Description of the task => What are the lines from the one containing "Exercise. Spot the water cascade" through the last line of the records below? Return them exactly, leaving out pictures.
=== Input records ===
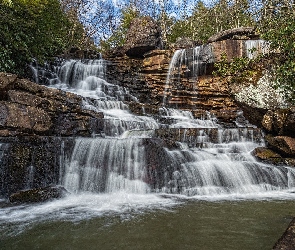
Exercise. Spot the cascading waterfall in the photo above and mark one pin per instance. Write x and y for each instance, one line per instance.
(206, 160)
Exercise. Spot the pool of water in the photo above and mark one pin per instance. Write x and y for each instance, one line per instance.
(145, 222)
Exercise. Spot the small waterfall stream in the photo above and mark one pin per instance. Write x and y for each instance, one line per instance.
(169, 165)
(199, 165)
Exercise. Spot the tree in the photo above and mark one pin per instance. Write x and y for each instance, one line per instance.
(34, 29)
(277, 25)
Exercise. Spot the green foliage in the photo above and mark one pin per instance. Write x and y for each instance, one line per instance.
(278, 26)
(32, 29)
(119, 35)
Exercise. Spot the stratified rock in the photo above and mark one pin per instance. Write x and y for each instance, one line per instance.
(280, 122)
(287, 240)
(29, 162)
(283, 144)
(274, 121)
(143, 36)
(241, 33)
(27, 108)
(38, 195)
(289, 125)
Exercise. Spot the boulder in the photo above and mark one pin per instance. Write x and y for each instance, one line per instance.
(185, 43)
(27, 108)
(287, 240)
(236, 33)
(280, 122)
(38, 195)
(267, 155)
(143, 36)
(282, 144)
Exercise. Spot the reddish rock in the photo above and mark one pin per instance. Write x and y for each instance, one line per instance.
(282, 144)
(241, 32)
(287, 240)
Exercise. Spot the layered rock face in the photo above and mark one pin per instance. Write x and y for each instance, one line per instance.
(189, 85)
(37, 125)
(27, 108)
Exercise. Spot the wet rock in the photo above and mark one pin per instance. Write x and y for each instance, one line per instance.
(241, 33)
(38, 195)
(185, 43)
(274, 121)
(283, 144)
(29, 162)
(267, 155)
(287, 240)
(28, 108)
(142, 37)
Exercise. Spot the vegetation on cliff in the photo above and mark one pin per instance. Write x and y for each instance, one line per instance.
(35, 29)
(41, 29)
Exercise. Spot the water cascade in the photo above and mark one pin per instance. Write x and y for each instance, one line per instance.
(170, 153)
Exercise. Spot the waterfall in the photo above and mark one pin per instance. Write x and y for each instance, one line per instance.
(107, 165)
(170, 152)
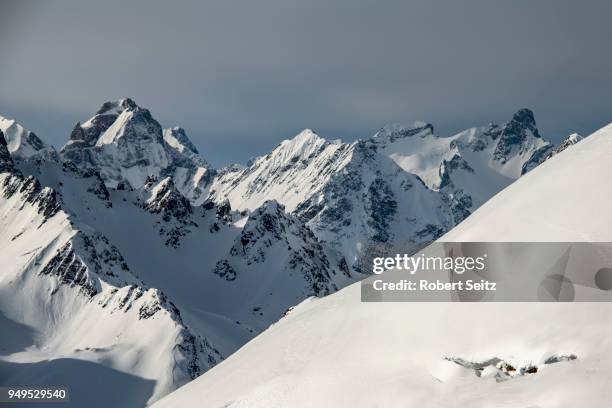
===
Solution to this task =>
Exercise. Spot the water cascade in the photo above and mark one pin per instance. Write x and y for each instance, one line per instance.
(170, 153)
Exercise. Spot the waterfall in the photo above and mark one pin per instance. Write x and y for each instance, one line per instance.
(107, 165)
(170, 152)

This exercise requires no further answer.